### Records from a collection
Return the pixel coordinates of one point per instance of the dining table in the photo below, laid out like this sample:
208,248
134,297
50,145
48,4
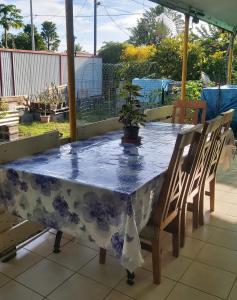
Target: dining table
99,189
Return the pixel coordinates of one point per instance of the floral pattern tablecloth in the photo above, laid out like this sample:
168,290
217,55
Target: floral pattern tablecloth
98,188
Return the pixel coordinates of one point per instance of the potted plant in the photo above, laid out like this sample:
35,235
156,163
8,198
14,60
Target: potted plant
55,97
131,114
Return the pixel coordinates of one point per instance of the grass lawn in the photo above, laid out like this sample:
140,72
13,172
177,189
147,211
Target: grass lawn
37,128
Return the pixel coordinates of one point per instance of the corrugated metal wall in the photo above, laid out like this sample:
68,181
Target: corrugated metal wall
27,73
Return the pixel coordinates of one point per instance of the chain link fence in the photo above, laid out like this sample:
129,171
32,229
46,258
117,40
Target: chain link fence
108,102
==
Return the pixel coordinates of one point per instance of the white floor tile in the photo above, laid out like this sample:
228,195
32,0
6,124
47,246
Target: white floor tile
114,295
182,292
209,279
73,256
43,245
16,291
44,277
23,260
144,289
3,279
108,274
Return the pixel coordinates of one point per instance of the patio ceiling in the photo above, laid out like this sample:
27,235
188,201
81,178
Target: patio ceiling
--
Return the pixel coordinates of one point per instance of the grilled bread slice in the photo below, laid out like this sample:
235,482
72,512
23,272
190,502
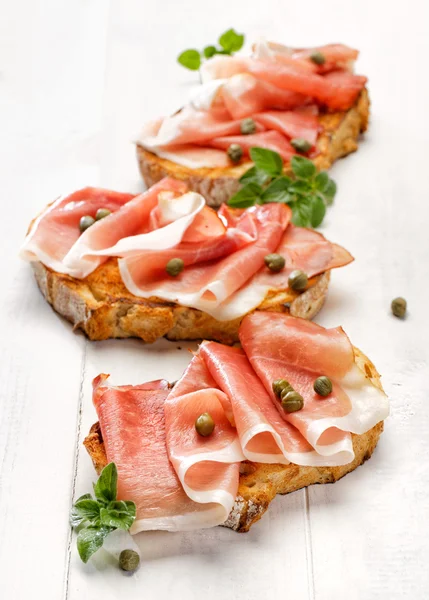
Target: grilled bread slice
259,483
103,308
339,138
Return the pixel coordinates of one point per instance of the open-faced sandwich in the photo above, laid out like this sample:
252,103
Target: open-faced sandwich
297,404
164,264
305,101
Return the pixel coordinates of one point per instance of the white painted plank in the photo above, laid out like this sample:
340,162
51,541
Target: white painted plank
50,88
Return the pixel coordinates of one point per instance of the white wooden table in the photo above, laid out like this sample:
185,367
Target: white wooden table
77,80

### WORK TO COMPLETE
Pull out every line in the records above that contains the word "grilled". Treat uppercase and lowercase as different.

### RIGHT ANSWER
Return the pixel coordinates of one point per instance of the grilled bread slice in the photo below, laid out like this sample:
Target: grilled bread slice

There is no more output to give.